## BEGIN Data for processing

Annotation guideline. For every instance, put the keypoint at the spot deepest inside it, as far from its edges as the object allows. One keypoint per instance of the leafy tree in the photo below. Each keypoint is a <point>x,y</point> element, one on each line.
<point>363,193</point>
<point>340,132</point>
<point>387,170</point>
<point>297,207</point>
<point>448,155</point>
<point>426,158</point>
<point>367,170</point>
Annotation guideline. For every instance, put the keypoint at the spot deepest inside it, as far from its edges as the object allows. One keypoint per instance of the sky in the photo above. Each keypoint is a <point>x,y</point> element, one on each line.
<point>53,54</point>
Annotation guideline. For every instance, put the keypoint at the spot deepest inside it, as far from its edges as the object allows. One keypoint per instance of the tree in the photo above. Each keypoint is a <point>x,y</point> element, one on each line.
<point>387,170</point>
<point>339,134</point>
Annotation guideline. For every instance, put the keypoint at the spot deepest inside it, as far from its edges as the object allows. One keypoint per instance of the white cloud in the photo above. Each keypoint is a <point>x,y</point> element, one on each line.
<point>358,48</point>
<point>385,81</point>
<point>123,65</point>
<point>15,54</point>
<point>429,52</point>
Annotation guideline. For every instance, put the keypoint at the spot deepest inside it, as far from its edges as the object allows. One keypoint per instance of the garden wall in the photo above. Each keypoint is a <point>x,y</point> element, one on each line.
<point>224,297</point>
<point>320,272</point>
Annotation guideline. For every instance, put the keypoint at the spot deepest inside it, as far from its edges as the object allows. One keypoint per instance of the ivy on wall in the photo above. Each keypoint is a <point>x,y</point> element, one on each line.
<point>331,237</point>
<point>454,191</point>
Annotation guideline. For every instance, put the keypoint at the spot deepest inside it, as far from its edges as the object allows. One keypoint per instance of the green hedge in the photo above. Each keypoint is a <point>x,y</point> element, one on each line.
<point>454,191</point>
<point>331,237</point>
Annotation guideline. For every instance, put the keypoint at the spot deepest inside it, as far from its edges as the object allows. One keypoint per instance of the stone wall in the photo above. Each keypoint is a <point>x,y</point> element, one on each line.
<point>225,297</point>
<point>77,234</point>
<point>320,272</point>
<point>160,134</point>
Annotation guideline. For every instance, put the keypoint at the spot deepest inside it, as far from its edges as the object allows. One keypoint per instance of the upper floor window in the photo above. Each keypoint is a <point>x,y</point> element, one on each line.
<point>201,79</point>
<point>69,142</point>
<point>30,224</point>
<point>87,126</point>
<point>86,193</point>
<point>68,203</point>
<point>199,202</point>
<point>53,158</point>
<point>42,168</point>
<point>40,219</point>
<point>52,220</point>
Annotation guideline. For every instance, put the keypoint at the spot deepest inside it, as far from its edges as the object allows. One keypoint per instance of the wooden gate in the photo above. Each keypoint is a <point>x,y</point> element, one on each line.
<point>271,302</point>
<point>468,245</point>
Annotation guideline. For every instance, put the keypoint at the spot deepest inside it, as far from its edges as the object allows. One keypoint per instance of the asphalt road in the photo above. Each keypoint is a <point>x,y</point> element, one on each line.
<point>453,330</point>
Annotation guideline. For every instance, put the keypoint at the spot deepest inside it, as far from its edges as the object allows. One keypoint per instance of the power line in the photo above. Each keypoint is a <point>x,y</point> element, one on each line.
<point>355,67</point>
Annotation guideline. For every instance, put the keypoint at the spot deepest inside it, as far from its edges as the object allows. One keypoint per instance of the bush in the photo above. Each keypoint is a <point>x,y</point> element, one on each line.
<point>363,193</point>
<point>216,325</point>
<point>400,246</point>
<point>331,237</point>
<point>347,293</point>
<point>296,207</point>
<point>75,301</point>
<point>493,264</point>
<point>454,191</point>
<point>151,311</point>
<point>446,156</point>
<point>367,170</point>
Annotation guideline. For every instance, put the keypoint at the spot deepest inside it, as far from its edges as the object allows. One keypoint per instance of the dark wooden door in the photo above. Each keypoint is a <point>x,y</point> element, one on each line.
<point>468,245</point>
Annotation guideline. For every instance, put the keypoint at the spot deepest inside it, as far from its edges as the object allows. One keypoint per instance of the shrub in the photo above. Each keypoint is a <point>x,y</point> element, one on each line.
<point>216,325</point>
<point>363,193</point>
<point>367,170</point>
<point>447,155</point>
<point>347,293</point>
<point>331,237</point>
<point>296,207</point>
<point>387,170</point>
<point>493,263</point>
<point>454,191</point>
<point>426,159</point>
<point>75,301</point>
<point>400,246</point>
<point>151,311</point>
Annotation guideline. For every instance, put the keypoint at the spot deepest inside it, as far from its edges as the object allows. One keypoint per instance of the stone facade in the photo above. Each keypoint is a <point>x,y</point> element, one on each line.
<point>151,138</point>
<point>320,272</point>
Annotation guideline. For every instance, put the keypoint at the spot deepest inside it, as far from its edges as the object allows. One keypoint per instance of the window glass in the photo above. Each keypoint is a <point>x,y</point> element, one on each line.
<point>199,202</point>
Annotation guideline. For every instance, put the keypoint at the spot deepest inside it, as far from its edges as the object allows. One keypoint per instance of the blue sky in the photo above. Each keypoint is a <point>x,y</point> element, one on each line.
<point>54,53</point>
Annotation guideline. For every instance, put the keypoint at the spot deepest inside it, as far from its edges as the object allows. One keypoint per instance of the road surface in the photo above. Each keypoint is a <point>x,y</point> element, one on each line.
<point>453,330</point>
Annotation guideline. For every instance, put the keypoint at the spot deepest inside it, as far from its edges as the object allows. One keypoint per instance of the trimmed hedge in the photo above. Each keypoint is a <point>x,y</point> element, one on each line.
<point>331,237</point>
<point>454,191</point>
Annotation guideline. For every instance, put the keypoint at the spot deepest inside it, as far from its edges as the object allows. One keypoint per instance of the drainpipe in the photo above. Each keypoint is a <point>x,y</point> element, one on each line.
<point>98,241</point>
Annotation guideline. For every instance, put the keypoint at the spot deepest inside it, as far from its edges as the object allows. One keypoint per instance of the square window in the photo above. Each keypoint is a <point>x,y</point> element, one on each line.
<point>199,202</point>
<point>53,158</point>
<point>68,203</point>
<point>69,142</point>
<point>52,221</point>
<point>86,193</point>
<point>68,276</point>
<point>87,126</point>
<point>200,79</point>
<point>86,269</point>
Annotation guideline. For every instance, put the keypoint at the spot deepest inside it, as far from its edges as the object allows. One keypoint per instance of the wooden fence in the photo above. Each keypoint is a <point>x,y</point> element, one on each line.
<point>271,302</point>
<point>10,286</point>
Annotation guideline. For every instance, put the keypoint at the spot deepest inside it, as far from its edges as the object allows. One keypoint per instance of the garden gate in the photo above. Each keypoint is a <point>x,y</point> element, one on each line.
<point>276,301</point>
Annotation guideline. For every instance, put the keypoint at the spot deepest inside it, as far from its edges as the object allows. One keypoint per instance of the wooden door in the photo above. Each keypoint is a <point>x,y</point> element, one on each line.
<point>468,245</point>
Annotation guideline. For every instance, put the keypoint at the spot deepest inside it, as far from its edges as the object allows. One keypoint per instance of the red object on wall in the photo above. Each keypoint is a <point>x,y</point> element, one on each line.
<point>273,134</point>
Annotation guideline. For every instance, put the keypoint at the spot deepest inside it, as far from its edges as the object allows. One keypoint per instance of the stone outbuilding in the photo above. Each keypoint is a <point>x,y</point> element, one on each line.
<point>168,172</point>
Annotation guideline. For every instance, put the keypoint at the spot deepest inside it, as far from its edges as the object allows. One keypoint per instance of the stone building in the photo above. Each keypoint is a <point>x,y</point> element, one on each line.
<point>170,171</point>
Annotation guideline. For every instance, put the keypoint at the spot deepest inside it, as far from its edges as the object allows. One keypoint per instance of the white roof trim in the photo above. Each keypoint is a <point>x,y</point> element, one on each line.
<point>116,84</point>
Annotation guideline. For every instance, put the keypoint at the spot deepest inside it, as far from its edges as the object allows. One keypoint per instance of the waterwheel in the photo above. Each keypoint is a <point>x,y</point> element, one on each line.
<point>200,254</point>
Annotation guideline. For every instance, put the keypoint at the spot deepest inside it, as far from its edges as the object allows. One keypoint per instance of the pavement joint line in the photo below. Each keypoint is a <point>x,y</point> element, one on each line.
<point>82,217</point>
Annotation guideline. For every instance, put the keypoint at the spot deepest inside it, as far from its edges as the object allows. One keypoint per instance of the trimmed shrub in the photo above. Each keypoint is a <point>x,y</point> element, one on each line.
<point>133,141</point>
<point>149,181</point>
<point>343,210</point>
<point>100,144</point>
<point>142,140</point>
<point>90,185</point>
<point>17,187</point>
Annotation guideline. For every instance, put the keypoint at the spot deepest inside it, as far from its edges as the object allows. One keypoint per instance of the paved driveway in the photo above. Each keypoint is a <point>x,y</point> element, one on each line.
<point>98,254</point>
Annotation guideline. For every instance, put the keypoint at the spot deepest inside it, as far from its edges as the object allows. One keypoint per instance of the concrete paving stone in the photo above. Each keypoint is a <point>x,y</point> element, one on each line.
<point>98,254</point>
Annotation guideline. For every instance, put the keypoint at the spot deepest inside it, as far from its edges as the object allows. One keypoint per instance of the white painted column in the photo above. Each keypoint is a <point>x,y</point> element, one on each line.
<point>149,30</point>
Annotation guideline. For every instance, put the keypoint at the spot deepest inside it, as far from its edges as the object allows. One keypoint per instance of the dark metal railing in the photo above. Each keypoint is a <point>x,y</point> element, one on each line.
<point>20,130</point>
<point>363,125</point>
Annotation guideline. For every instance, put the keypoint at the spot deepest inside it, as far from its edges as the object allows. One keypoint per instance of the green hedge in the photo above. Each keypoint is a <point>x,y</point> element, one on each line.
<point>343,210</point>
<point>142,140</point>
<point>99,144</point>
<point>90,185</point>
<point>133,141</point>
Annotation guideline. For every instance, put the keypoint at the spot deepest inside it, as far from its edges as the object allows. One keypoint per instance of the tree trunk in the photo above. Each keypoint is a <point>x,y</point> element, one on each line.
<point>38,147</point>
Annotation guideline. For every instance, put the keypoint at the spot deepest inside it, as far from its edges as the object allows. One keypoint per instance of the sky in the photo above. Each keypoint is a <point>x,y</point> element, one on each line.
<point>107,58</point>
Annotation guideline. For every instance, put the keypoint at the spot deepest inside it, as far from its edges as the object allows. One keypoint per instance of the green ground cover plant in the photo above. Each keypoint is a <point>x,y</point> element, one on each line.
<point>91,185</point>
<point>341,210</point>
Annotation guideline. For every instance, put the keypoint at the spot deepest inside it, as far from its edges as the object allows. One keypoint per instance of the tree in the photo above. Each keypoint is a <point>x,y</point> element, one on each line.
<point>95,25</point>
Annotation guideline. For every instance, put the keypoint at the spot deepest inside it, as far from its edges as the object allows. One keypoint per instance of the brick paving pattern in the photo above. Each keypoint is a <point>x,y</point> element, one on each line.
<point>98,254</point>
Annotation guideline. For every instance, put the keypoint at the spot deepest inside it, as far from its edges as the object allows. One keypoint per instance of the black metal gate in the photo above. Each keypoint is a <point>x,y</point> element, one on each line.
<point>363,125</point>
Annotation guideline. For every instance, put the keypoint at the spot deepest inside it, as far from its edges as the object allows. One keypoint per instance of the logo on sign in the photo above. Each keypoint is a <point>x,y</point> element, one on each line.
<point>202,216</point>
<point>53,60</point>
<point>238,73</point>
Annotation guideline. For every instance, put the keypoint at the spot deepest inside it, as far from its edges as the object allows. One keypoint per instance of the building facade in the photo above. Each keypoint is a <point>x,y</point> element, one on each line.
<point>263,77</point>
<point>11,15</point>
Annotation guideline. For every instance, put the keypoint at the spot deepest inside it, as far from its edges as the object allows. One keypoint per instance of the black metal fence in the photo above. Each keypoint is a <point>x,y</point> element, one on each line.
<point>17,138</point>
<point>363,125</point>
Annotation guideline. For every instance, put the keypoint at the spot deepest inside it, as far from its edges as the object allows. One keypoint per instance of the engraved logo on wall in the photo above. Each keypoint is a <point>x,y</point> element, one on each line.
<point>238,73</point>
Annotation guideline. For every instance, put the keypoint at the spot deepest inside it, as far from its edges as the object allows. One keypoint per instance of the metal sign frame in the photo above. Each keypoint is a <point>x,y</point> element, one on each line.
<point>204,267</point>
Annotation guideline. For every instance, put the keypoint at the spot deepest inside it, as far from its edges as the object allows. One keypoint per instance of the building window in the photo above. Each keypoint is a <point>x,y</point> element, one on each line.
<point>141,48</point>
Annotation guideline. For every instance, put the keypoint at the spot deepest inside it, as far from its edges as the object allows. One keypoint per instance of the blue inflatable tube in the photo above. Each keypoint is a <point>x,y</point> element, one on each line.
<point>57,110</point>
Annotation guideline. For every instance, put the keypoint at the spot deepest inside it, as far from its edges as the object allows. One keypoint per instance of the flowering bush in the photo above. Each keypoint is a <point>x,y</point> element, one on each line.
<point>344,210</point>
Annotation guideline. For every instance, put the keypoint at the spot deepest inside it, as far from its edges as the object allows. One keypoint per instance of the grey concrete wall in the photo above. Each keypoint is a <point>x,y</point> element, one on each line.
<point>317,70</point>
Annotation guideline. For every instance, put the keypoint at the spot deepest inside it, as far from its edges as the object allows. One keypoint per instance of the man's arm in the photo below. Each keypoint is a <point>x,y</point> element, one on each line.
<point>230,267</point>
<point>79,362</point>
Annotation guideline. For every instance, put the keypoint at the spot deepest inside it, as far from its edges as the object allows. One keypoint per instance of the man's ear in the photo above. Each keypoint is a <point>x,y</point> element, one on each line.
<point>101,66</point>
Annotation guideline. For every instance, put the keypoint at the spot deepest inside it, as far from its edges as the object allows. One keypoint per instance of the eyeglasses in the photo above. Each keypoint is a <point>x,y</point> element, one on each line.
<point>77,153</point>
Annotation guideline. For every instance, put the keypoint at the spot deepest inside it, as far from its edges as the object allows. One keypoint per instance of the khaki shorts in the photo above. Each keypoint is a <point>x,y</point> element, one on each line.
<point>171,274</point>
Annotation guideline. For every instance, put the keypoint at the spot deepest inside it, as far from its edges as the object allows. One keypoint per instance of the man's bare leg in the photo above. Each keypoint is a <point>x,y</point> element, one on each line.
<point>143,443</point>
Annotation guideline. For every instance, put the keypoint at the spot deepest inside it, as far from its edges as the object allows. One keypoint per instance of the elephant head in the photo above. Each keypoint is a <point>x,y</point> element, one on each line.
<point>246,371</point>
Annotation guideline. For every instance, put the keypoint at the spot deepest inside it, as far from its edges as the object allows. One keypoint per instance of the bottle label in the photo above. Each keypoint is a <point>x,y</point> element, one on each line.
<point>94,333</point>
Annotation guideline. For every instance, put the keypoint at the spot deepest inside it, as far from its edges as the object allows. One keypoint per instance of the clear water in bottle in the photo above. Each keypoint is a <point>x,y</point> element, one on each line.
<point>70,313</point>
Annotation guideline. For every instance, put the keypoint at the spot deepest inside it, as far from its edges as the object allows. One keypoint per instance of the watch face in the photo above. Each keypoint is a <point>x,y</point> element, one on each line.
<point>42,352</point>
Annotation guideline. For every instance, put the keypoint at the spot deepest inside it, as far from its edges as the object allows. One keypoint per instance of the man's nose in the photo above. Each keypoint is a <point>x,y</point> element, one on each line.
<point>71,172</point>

## END Data for processing

• Given exercise:
Starting at the first line of the records and stopping after the line that has "<point>339,134</point>", write out every line again, and add -114 to each x and y value of the keypoint coordinates in the answers while leaving all other text unchanged.

• Final answer:
Annotation guideline. For every instance, put the keypoint at the spot deepest inside it, as far from its edges as the object allows. One keypoint per instance of the leafy tree in the photo below. Each keypoint is a <point>x,y</point> element, one on each line.
<point>249,79</point>
<point>226,18</point>
<point>273,56</point>
<point>183,93</point>
<point>334,41</point>
<point>312,44</point>
<point>253,56</point>
Annotation guideline. For every instance, put the keypoint at the spot deepest inside it, as far from its edges as the object allows. One keypoint per instance of the sky in the photo above. Each keypoint is a <point>x,y</point> element, one on each line.
<point>-61,-60</point>
Annotation guideline. For every instance, put the keypoint at the spot deepest inside it, as far from its edges as the object allows. One keypoint per instance of the tree in the photo above. Each keypoint is a <point>x,y</point> element, one on each line.
<point>273,56</point>
<point>225,20</point>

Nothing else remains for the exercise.